Entries from a dataset:
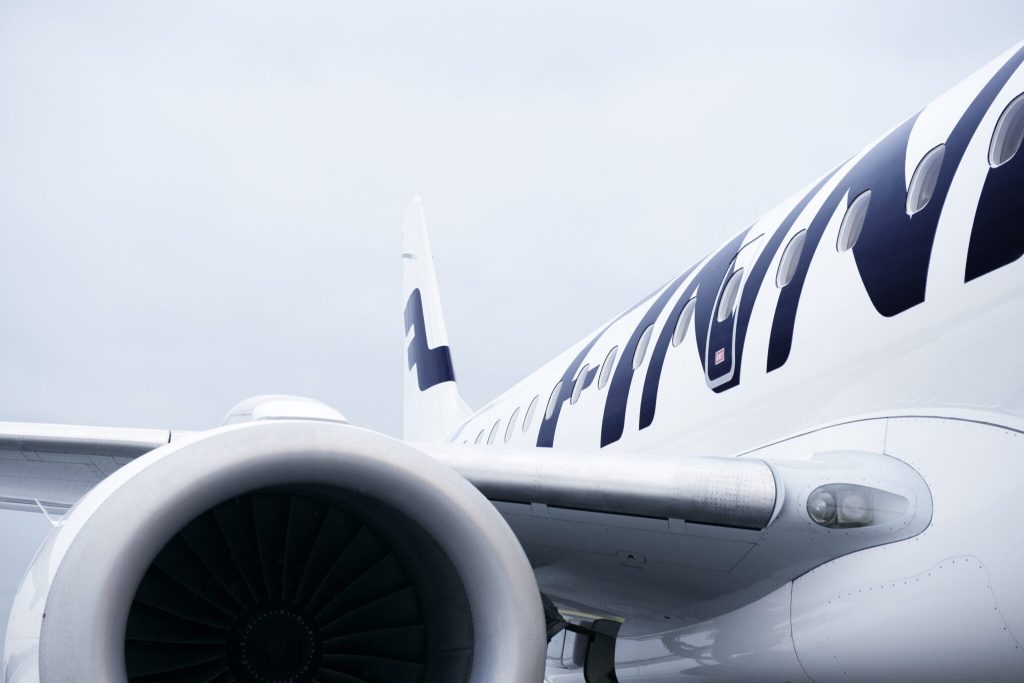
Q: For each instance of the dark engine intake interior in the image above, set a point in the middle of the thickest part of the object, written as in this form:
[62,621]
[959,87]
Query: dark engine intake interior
[283,586]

• The problem
Which lines in the records above contain the string "interior"? Gather each of them and copy it out in full.

• Correct result
Q: For each instance of the dark engine intake interior in the image above, set a point in the middle of the thickest part of the object, written as in this form:
Query: dark engine intake interior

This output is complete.